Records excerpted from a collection
■ ■ ■ ■ ■ ■ ■
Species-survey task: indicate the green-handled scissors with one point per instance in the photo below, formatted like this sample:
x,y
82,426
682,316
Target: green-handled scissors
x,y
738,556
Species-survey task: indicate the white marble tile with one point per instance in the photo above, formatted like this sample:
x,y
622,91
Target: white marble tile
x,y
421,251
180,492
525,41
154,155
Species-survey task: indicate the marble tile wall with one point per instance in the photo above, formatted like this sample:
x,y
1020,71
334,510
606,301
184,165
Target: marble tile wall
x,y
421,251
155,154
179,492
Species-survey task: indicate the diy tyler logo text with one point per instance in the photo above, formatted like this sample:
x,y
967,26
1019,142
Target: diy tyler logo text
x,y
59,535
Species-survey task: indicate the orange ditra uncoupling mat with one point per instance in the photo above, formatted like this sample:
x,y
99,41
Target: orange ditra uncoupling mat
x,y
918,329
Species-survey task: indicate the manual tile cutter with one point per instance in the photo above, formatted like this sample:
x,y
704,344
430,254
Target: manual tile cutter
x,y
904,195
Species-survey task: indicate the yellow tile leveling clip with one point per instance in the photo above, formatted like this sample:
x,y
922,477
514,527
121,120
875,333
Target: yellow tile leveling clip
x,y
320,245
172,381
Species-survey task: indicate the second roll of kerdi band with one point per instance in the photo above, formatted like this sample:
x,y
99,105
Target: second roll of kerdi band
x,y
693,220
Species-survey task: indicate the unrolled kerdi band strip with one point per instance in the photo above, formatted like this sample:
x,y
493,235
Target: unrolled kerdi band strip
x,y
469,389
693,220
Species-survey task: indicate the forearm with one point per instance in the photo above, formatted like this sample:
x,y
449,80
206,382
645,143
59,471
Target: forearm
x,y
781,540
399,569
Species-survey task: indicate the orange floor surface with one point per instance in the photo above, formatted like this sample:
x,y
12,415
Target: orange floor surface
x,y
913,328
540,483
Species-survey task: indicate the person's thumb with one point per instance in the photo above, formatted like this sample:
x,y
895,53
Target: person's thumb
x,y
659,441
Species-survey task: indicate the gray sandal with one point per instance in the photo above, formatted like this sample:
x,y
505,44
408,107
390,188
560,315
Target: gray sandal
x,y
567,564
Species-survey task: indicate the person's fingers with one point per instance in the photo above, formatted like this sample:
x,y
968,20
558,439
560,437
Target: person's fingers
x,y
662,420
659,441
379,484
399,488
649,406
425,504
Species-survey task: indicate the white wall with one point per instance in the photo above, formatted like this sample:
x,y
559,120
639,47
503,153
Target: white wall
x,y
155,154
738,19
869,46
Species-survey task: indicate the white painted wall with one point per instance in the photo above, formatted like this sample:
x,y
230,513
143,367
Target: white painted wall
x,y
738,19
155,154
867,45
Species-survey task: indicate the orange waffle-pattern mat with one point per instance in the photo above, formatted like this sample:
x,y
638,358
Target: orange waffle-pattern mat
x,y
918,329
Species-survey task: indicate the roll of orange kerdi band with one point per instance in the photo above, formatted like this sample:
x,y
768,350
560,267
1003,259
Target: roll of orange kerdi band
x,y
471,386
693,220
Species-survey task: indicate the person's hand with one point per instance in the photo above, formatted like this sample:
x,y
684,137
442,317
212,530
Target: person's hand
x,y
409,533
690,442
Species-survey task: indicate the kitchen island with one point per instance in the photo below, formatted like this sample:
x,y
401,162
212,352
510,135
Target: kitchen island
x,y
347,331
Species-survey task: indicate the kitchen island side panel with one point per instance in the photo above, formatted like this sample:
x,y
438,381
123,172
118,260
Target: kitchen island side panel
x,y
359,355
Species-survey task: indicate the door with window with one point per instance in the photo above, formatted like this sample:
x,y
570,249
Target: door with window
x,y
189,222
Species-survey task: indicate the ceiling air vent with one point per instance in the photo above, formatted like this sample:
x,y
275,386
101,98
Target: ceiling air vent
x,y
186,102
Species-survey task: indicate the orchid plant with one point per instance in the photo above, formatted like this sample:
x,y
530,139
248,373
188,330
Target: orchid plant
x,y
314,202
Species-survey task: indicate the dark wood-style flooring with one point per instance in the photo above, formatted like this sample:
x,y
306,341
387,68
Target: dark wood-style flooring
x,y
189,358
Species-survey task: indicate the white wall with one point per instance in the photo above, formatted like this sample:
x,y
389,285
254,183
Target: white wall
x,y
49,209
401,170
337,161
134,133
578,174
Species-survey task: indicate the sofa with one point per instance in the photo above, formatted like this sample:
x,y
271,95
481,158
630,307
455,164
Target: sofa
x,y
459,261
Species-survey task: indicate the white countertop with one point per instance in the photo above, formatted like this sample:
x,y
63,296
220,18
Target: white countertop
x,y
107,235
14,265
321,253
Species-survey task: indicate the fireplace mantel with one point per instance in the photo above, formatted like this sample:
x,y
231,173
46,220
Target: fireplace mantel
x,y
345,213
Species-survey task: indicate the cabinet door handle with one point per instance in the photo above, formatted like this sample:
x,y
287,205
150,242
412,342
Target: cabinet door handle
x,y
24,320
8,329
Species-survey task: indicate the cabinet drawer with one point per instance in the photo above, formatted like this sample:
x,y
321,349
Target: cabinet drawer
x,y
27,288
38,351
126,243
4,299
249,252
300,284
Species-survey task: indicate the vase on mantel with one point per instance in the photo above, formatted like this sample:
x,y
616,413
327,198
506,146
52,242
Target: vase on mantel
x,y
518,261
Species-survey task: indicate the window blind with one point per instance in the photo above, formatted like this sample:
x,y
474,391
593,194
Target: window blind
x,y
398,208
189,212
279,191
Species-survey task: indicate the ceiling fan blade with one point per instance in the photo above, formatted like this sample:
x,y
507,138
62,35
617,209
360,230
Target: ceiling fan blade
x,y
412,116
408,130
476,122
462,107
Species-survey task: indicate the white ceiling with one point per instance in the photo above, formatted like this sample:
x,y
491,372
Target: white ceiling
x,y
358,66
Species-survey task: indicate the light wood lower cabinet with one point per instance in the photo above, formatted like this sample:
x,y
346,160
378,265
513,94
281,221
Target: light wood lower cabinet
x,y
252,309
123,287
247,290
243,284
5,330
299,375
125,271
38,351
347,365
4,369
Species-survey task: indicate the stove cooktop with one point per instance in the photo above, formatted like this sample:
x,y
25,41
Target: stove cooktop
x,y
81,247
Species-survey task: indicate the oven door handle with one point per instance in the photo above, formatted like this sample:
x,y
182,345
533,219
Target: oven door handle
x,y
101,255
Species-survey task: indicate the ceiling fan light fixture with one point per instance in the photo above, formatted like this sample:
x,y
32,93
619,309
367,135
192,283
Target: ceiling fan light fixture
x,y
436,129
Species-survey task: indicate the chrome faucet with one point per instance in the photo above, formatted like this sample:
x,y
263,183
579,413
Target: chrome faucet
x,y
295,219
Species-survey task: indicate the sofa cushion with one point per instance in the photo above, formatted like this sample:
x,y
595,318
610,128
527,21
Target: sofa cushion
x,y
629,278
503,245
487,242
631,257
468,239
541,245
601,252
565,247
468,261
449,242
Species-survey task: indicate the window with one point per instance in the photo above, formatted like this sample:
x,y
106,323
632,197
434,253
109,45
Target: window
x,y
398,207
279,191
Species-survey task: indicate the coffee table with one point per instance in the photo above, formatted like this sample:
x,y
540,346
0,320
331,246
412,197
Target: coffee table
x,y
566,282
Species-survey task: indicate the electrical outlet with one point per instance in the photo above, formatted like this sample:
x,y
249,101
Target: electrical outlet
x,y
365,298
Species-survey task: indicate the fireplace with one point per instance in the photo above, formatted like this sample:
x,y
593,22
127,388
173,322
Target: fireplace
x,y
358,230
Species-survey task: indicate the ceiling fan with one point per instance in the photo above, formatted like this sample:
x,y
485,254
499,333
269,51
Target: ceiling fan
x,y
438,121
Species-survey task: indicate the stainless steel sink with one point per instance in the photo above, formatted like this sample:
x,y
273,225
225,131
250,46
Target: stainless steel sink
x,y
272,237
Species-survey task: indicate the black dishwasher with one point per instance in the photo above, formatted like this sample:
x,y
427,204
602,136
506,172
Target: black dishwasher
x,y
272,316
■ ■ ■ ■ ■ ■ ■
== Exercise details ==
Your task is to write out the lines from the one with "Species-survey task: indicate the sofa cushion" through the end of the records, exactly and with nothing added.

== Task result ==
Species-survey task: indicate the sofa cushion with one point per instance in the photo above, formatted like this sample:
x,y
595,318
610,128
527,21
Target: sofa cushion
x,y
629,278
503,245
487,242
631,257
468,239
541,245
601,252
565,247
468,261
449,242
Species-survey task: indicate the window with one point per instance in the photo above, formatted like this sample:
x,y
106,323
632,197
434,253
109,45
Target: window
x,y
398,207
279,191
Species-survey task: indicate the coffee table with one point per instance in the photo above, formatted like this sample:
x,y
540,346
0,320
331,246
412,197
Target: coffee table
x,y
566,282
Species-survey task: indicate the electrical outlet with one point per instance in the photo above, formatted like this sample:
x,y
249,101
Target: electrical outlet
x,y
365,298
Species-survey task: indicate the fireplace with one point per instance in the photo above, formatted like this sample:
x,y
593,22
127,388
173,322
Target: fireplace
x,y
358,230
Species-survey task: indicate the ceiling fan with one point per instance in the photo above, formatted like this sample:
x,y
485,254
499,333
269,51
Target: ceiling fan
x,y
438,121
Species-survey task: indicate the stainless steel sink with one point per instance in the photo above, formatted like this sample:
x,y
273,225
225,131
250,46
Target: stainless steel sink
x,y
272,237
Species-survey task: indicate the black dishwasher with one point per instance in the photo above, formatted like this sample:
x,y
427,204
602,136
506,172
Target: black dishwasher
x,y
272,316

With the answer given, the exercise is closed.